*** Opening Dataset records ***
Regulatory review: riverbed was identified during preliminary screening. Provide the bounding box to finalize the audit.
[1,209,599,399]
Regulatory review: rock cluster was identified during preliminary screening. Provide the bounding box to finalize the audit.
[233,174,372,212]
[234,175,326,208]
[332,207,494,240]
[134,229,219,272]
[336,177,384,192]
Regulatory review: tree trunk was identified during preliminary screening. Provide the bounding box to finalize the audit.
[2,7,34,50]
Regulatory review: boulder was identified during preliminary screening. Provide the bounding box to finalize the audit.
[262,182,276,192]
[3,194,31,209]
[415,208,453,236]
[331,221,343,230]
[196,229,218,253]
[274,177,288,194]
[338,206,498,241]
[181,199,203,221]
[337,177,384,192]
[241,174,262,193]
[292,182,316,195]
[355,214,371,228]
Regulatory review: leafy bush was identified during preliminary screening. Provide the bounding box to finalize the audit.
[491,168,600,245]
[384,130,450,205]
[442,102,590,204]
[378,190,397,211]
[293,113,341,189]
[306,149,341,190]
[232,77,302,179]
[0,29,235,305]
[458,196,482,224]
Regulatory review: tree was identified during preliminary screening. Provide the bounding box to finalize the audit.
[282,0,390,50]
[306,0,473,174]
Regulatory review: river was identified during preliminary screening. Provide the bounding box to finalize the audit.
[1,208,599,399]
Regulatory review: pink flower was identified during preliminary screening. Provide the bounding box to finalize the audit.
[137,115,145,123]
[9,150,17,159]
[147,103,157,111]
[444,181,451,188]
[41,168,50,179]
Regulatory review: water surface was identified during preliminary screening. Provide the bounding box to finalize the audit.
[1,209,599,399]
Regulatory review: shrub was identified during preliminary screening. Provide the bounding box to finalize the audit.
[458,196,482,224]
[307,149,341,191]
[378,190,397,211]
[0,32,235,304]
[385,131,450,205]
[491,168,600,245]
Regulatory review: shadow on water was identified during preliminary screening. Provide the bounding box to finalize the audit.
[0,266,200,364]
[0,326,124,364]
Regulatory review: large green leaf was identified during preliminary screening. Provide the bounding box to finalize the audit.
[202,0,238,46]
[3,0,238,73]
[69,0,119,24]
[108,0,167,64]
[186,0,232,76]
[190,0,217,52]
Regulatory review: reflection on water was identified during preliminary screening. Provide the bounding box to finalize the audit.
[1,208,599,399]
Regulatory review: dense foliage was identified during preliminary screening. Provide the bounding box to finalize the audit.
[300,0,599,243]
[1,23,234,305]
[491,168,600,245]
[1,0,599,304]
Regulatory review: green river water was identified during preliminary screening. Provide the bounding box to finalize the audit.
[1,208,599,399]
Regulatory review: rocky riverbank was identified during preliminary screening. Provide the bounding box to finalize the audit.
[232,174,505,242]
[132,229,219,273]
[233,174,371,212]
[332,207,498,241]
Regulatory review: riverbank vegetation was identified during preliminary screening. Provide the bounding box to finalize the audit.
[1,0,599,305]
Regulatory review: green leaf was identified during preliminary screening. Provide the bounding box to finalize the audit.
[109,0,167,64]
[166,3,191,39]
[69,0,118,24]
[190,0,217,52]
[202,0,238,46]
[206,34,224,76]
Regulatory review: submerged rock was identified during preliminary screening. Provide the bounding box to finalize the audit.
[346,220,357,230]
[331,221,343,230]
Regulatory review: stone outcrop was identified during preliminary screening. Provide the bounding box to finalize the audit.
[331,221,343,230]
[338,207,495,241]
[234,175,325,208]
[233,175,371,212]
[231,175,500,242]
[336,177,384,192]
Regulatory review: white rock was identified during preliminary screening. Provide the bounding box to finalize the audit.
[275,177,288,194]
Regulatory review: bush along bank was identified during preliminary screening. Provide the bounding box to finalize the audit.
*** Closing Dataset records ***
Task requirements:
Extract all the entries word for word.

Solution for this exercise:
Regulatory review: riverbed was identified during preliminary screening. Provide the bounding box to finalize the audit.
[1,209,599,399]
Regulatory review: rock cluster was identified during preliminary screening. Provide the bounding box to finalize the audit.
[233,174,372,212]
[234,175,326,208]
[332,207,494,240]
[134,229,219,272]
[336,177,384,192]
Regulatory review: tree trunk was identified during preliminary screening. Provide the bounding box to finalize the audit.
[2,7,34,50]
Regulatory review: boulder was identified during preliminary screening. Provide the bounding box to finalize the audit.
[262,182,276,192]
[3,194,31,209]
[415,208,453,236]
[331,221,343,230]
[196,229,218,253]
[274,177,288,194]
[338,206,498,241]
[181,199,203,221]
[337,177,384,192]
[241,174,262,193]
[292,182,316,195]
[355,214,371,228]
Regulatory review: leafy bush was identified during preliminary screening. Provide the bounding box to finalize the audit.
[491,168,600,245]
[384,130,450,205]
[442,102,590,204]
[378,190,397,211]
[293,113,341,189]
[306,149,341,190]
[232,77,302,179]
[0,29,235,305]
[458,196,482,224]
Regulatory review: tree was identified during preliminary screening. Provide the bounding box to finalize the audit.
[282,0,390,50]
[306,0,473,174]
Regulatory review: river was identified during preliminary screening. Provide the bounding box to finalize the audit.
[1,208,599,399]
Regulatory review: pink flower was identified during preliminary screening. Provide the bounding box to finalize the audit.
[137,115,145,123]
[9,150,17,159]
[147,103,157,111]
[444,181,451,188]
[41,168,50,179]
Regulatory review: water surface was identified during preliminary screening. Provide the bounding box to finalize the audit.
[1,209,599,399]
Regulatory review: shrub was identified during preliminary screening. Provide the bounding box to finalize the audit.
[458,196,482,224]
[307,149,341,191]
[378,190,397,211]
[0,32,235,304]
[385,131,450,205]
[491,168,600,245]
Regulatory review: shadow on water was identified during preliminary screening. Provide the bounding box to finalize the audit.
[0,266,200,364]
[0,326,124,364]
Regulatory review: large green leaf was identified during preliminary screening. Provide the bounding box to finalize the audit.
[202,0,238,46]
[3,0,238,73]
[69,0,119,24]
[108,0,167,64]
[186,0,232,76]
[190,0,217,52]
Regulatory review: reflection on water was identified during preliminary screening. Provide the bounding box to finalize the audit.
[1,208,599,399]
Regulatory review: dense foliage was identified during preliminary screening. Provide the bounding box to finalize the audit.
[300,0,599,243]
[1,23,234,305]
[491,168,600,245]
[1,0,599,304]
Regulatory review: green river water was identified during preliminary screening. Provide the bounding box to finalize the audit.
[1,208,599,399]
Regulatory review: rocky riverbank was identified during preliminary screening. Provide the bounding box to finalize the audit.
[232,174,505,242]
[132,229,219,273]
[233,174,371,212]
[332,207,498,241]
Regulatory review: riverbank vegetation was identified during preliminary screening. Provide the bounding box to finalize the audit.
[1,0,599,305]
Regulatory review: green leaf was identified during preliminary screening. Provide the bounding box to finalize the audit.
[109,0,167,64]
[166,3,191,39]
[69,0,118,24]
[190,0,217,52]
[202,0,238,46]
[206,34,224,76]
Regulatory review: submerged rock was identified during preliminary screening. Provide the bounding box to finalize the audit.
[346,220,357,230]
[331,221,343,230]
Regulatory review: stone outcrop was identified during preliminary screening. Provide the bounding box to finalize the audit.
[331,221,343,230]
[338,207,495,241]
[234,175,325,208]
[233,175,371,212]
[231,175,500,242]
[336,177,384,192]
Regulatory review: white rock was identified during preliminary screening. Provide the bounding box to finalize the audit.
[275,177,288,194]
Regulatory review: bush along bank was identified during preliminary screening. Provide the bounding box to finalize the audit.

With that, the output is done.